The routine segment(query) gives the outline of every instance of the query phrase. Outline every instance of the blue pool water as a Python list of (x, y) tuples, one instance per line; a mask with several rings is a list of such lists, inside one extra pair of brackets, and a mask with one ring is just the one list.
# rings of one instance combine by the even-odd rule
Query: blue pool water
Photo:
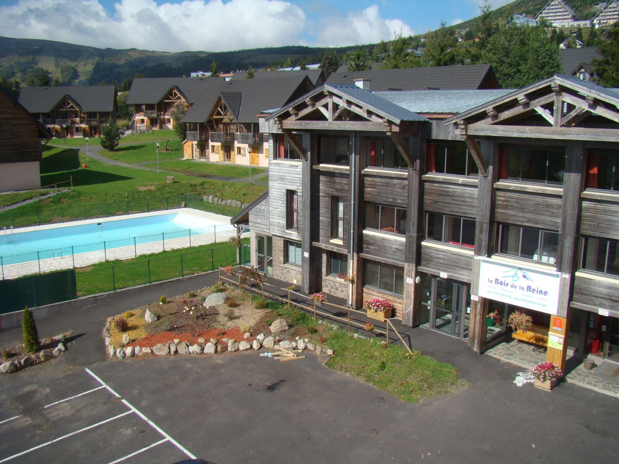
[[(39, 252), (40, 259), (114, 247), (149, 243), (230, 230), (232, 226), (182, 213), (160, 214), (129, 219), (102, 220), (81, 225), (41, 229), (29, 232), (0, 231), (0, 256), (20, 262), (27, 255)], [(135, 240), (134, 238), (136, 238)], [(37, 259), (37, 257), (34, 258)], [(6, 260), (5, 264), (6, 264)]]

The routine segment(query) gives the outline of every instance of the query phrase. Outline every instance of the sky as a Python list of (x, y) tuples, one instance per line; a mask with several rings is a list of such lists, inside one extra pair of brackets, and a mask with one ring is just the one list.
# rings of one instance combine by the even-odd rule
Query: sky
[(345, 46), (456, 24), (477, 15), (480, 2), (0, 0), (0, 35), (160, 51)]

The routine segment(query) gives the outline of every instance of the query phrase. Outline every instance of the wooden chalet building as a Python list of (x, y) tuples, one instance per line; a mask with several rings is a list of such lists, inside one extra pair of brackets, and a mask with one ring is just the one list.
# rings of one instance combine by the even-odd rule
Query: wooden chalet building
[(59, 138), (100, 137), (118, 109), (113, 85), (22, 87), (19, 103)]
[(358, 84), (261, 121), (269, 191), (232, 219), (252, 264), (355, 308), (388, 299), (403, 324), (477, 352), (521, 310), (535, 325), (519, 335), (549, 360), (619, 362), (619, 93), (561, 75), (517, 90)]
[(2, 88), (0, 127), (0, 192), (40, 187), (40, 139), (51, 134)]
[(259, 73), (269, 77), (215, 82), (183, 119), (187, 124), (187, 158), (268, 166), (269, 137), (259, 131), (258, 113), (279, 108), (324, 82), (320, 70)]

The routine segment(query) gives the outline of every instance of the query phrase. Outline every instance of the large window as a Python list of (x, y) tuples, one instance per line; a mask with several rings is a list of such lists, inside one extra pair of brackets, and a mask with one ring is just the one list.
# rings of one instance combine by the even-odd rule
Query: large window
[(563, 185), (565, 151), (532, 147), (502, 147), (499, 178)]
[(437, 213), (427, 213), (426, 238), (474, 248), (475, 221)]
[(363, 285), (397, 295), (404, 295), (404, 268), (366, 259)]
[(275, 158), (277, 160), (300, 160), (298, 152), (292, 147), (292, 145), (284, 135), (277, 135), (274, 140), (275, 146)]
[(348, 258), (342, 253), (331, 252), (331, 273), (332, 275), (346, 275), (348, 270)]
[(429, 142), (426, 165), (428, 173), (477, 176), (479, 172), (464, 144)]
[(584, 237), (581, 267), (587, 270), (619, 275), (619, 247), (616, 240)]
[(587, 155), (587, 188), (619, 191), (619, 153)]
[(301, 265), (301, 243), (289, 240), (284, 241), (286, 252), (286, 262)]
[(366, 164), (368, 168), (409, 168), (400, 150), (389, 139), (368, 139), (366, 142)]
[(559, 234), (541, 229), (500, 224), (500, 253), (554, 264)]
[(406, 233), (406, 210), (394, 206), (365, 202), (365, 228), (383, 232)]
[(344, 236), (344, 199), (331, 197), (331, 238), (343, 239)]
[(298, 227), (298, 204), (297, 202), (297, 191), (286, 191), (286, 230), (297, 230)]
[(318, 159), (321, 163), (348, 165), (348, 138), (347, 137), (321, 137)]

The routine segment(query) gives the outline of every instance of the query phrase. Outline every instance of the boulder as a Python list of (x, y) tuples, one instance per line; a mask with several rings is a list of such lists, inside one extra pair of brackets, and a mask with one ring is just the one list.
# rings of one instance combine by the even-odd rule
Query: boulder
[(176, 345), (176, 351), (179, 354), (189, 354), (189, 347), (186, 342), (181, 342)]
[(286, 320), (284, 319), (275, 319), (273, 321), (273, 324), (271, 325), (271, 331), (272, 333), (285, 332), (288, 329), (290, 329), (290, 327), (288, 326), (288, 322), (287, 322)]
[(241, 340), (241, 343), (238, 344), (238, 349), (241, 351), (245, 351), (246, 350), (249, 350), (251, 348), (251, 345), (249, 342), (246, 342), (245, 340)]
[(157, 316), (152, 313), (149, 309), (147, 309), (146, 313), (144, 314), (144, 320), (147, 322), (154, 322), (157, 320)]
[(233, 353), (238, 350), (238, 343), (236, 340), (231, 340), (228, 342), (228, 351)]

·····

**PROMPT:** Could you render all of the material above as a JSON list of strings, one string per line, with blank lines dropped and the pictures left out?

**EXERCISE OUTPUT:**
[
  "The routine segment(query) gives the outline of every instance of the query phrase. Outline every instance of the blue pool water as a Python list of (x, y) tuples, one instance per line; a mask with several rings is a list of such lists, inside one extra pair of brackets, and a mask with one ring is just the one list.",
  "# rings of one instance combine by the even-odd rule",
  "Query: blue pool water",
  "Photo:",
  "[[(39, 252), (40, 259), (114, 247), (149, 243), (230, 230), (232, 226), (182, 213), (160, 214), (129, 219), (102, 220), (81, 225), (41, 229), (29, 232), (0, 231), (0, 256), (20, 262), (27, 255)], [(135, 240), (134, 238), (136, 238)], [(37, 259), (37, 257), (34, 258)], [(6, 260), (5, 264), (6, 264)]]",
  "The routine segment(query) gives the outline of every instance of the query phrase. Outline every instance of the sky as a Python list of (x, y) tuples, one instance per line; a mask with several rings is a list of such lists, inside one extra pair of brackets, and a mask with one ring is just the one list.",
  "# rings of one instance combine by the even-odd rule",
  "Query: sky",
  "[(345, 46), (456, 24), (477, 15), (480, 2), (0, 0), (0, 35), (160, 51)]",
  "The routine segment(query) gives the outline of every instance of the query phrase. Outline every instance of the wooden chalet building as a Python list of (x, y) tuples, one instance per line; a mask with several rings is a list of such lists, inside one extra pair of brackets, and a mask with one ring is just the one list.",
  "# rings of one instance combine by the even-odd rule",
  "Query: wooden chalet building",
  "[(59, 138), (100, 137), (118, 109), (113, 85), (22, 87), (19, 103)]",
  "[(358, 84), (261, 121), (269, 191), (232, 219), (252, 264), (355, 308), (388, 299), (403, 324), (477, 352), (521, 310), (535, 325), (519, 335), (549, 360), (619, 362), (619, 93), (561, 75), (517, 90)]",
  "[(2, 88), (0, 127), (0, 192), (40, 187), (40, 139), (51, 134)]",
  "[(259, 73), (269, 77), (215, 82), (183, 119), (187, 124), (187, 158), (268, 166), (269, 137), (259, 131), (258, 113), (279, 108), (324, 82), (320, 70)]",
  "The routine segment(query) gives the outline of every instance of the query phrase. Outline every instance of the large window as a Python list of (x, y) tuples, one instance per line; a mask with several rings is a list of such lists, inside one extra pair of brackets, and a mask with one ring is just the one list.",
  "# rings of one instance combine by the even-odd rule",
  "Query: large window",
  "[(563, 185), (565, 151), (532, 147), (502, 147), (499, 178)]",
  "[(437, 213), (427, 213), (426, 238), (474, 248), (475, 221)]",
  "[(363, 285), (397, 295), (404, 295), (404, 268), (366, 259)]",
  "[(275, 158), (277, 160), (300, 160), (298, 152), (292, 147), (292, 145), (284, 135), (277, 135), (274, 140), (275, 146)]",
  "[(348, 258), (342, 253), (331, 252), (331, 273), (332, 275), (346, 275), (348, 270)]",
  "[(429, 142), (426, 165), (428, 173), (477, 176), (479, 172), (464, 144)]",
  "[(584, 237), (581, 267), (587, 270), (619, 275), (619, 247), (616, 240)]",
  "[(587, 155), (587, 188), (619, 191), (619, 153)]",
  "[(301, 265), (301, 243), (289, 240), (284, 241), (286, 252), (286, 262)]",
  "[(366, 164), (368, 168), (409, 168), (400, 150), (389, 139), (368, 139), (366, 142)]",
  "[(559, 234), (541, 229), (500, 224), (500, 253), (554, 264)]",
  "[(406, 233), (406, 210), (394, 206), (365, 202), (365, 228), (383, 232)]",
  "[(344, 236), (344, 199), (331, 197), (331, 238), (343, 239)]",
  "[(298, 227), (298, 204), (297, 202), (297, 191), (286, 191), (286, 230), (297, 230)]",
  "[(318, 159), (321, 163), (348, 165), (348, 138), (347, 137), (321, 137)]",
  "The routine segment(query) gives the outline of every instance of the query phrase. Outline every instance of the boulder as a Python list of (x, y) tuples, one instance per line; a mask with several rings is a list of such lists, inside one extra pair of brackets, and a mask with one ring is just the one list.",
  "# rings of one instance combine by the even-odd rule",
  "Query: boulder",
  "[(176, 345), (176, 351), (179, 354), (189, 354), (189, 347), (186, 342), (181, 342)]",
  "[(286, 320), (284, 319), (275, 319), (273, 321), (273, 324), (271, 325), (271, 331), (272, 333), (285, 332), (288, 329), (290, 329), (290, 327), (288, 326), (288, 322), (287, 322)]",
  "[(241, 340), (241, 343), (238, 344), (238, 349), (241, 351), (245, 351), (246, 350), (249, 350), (251, 348), (251, 345), (249, 342), (246, 342), (245, 340)]",
  "[(157, 316), (152, 313), (149, 309), (147, 309), (146, 313), (144, 314), (144, 320), (147, 322), (154, 322), (157, 320)]",
  "[(233, 353), (238, 350), (238, 343), (236, 340), (231, 340), (228, 342), (228, 351)]"
]